Задание A
Соберите из записей ниже все строки, в которых встречается слово «steering».

Раздел текста
Поэтому среди многочисленных современных исследований интерес представляет достаточно универсальный системный подход к оценке эффективности финансовых решений посредством использования комплекса коэффициентов на многовариантной основе. Данный многовариантный коэффициентный анализ заявляется в качестве наиболее адекватного требованиям цифровой экономики [25] (Slepov, Pivnyk, 2020).

В целом указанные приоритеты исследований в области финансового контроля демонстрируют относительно широкую палитру научных мнений, но при этом не содержат решения ранее отмеченной задачи осуществления полных сплошных проверок, к чему непосредственно уже подводят цифровые технологические возможности. Это, с одной стороны, сдерживает развитие эффективных форм управления, с другой стороны, усиливает имеющуюся путаницу и неопределенность в терминологии, что в совокупности негативно отражается в практике осуществления нынешнего финансового контроля [3] (Volkov, Zborovskaya, 2016).

Фрагменты записей
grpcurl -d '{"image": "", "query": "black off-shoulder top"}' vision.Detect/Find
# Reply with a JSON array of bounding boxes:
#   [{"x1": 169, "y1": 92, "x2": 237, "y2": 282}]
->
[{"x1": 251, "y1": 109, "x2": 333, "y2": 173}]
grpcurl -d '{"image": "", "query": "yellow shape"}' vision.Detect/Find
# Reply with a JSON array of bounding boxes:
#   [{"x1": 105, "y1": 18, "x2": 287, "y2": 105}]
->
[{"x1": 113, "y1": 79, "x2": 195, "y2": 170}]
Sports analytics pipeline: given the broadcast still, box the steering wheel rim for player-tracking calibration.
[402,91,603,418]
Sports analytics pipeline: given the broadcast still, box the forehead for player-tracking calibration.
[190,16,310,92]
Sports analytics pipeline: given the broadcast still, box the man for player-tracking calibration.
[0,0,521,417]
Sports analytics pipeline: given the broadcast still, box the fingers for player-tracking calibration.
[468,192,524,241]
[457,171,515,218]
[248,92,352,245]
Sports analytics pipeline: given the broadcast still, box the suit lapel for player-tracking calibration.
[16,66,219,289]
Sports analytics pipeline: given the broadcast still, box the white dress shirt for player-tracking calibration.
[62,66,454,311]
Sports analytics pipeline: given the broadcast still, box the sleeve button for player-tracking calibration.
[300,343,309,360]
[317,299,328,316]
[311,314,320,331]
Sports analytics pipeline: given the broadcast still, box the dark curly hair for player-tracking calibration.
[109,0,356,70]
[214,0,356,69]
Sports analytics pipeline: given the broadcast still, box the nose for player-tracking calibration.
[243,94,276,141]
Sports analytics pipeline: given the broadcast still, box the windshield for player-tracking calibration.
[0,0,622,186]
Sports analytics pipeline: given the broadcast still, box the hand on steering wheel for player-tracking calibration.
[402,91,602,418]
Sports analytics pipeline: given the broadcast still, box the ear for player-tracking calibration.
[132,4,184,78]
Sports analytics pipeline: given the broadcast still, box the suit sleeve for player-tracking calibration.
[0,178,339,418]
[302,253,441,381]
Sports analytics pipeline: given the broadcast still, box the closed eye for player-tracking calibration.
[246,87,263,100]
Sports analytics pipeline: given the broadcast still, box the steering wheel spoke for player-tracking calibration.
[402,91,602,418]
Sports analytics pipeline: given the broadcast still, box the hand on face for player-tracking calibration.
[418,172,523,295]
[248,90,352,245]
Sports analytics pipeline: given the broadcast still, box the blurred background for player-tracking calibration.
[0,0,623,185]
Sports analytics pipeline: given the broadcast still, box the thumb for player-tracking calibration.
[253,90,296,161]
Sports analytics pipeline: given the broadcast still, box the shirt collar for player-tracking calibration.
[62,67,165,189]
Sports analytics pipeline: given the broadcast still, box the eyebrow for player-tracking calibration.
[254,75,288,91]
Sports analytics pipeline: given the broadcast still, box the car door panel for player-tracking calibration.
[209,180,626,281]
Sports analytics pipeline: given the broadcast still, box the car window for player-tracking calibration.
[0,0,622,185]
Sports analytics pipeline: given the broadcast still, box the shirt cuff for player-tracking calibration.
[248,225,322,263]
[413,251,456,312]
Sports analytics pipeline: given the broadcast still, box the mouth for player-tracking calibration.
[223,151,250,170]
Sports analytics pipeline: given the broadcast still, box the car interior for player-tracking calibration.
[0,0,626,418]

Задание B
Выпишите из текста о финансовом контроле отрывок от «В целом указанные» до «(Volkov, Zborovskaya, 2016).» включительно.

Верный результат A
Sports analytics pipeline: given the broadcast still, box the steering wheel rim for player-tracking calibration.
Sports analytics pipeline: given the broadcast still, box the hand on steering wheel for player-tracking calibration.
Sports analytics pipeline: given the broadcast still, box the steering wheel spoke for player-tracking calibration.

Верный результат B
В целом указанные приоритеты исследований в области финансового контроля демонстрируют относительно широкую палитру научных мнений, но при этом не содержат решения ранее отмеченной задачи осуществления полных сплошных проверок, к чему непосредственно уже подводят цифровые технологические возможности. Это, с одной стороны, сдерживает развитие эффективных форм управления, с другой стороны, усиливает имеющуюся путаницу и неопределенность в терминологии, что в совокупности негативно отражается в практике осуществления нынешнего финансового контроля [3] (Volkov, Zborovskaya, 2016).